• **Prompt**: Give back exactly the stretch of data below from the line holding "For each <instance>" through the line holding "box: [374, 329, 444, 387]", both ends included, and leave the remaining lines out.

(Collected data)
+===+

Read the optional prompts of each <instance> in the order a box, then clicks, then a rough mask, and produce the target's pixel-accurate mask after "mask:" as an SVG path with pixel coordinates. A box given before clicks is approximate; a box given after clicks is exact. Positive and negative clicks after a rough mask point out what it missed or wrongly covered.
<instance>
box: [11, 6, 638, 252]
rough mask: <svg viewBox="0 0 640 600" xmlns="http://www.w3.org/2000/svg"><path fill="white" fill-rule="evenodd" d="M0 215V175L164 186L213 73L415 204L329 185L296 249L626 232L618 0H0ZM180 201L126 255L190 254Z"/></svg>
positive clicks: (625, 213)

+===+

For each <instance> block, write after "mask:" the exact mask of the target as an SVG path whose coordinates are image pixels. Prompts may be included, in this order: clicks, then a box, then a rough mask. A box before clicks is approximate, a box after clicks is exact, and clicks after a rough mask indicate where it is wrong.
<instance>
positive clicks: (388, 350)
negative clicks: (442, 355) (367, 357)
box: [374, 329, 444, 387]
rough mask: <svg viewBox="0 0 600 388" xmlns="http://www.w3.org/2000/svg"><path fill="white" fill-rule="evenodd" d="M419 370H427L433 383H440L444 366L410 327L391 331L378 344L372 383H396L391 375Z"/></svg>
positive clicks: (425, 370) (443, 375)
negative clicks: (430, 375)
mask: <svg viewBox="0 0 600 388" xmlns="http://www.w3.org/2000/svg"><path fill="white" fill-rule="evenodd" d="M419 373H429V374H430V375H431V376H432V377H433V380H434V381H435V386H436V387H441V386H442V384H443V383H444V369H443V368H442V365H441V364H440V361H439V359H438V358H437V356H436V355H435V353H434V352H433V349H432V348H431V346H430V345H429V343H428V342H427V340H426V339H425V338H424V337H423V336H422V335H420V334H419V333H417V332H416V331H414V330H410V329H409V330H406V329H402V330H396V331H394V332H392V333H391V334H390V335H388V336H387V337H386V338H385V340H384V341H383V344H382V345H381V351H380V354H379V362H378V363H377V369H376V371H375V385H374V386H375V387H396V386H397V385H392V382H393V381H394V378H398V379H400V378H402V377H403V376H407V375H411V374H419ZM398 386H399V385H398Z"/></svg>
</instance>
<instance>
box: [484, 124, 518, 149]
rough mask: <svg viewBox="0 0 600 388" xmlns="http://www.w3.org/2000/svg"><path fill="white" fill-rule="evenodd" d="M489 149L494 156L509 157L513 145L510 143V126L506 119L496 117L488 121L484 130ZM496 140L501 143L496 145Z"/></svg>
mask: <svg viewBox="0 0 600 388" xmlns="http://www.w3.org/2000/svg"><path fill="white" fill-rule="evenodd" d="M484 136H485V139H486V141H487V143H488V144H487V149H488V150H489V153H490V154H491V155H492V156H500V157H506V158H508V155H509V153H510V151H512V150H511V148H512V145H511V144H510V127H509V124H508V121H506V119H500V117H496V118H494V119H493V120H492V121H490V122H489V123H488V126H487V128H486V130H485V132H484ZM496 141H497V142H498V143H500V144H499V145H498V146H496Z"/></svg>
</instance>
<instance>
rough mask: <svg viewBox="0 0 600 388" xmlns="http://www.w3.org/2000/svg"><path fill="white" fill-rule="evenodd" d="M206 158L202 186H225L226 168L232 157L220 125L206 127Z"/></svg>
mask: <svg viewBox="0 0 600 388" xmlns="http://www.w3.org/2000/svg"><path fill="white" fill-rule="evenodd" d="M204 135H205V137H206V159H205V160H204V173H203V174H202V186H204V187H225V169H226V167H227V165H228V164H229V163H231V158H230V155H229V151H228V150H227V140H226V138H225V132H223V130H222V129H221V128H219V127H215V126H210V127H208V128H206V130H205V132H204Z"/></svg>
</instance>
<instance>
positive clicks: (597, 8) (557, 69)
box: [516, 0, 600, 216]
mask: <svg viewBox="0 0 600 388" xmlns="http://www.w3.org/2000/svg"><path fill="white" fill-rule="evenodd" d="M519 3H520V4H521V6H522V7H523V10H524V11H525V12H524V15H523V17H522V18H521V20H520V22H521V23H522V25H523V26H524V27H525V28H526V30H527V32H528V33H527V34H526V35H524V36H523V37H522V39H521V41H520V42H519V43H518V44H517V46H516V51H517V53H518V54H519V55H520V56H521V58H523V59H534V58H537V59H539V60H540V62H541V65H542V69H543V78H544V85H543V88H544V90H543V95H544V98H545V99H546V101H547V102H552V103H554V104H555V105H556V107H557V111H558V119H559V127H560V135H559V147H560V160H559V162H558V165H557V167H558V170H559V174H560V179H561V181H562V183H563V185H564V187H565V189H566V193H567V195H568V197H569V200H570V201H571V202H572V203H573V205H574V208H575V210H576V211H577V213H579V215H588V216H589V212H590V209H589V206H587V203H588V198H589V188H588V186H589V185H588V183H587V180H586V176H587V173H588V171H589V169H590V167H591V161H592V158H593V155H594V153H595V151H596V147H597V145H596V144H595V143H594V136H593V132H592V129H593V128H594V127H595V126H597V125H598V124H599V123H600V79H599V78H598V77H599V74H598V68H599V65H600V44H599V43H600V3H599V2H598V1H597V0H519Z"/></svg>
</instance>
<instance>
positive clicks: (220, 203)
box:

+===+

• **Answer space**:
For each <instance> block, write after "mask:" the exact mask of the target as an SVG path whose coordinates are image pixels. Prompts may be included, in this order: clicks, then a box, then a rough mask. A box before clicks is approximate, a box after clicks is exact, and clicks after a rough mask indicate where it is wrong.
<instance>
positive clicks: (388, 350)
negative clicks: (442, 355) (367, 357)
box: [374, 329, 444, 387]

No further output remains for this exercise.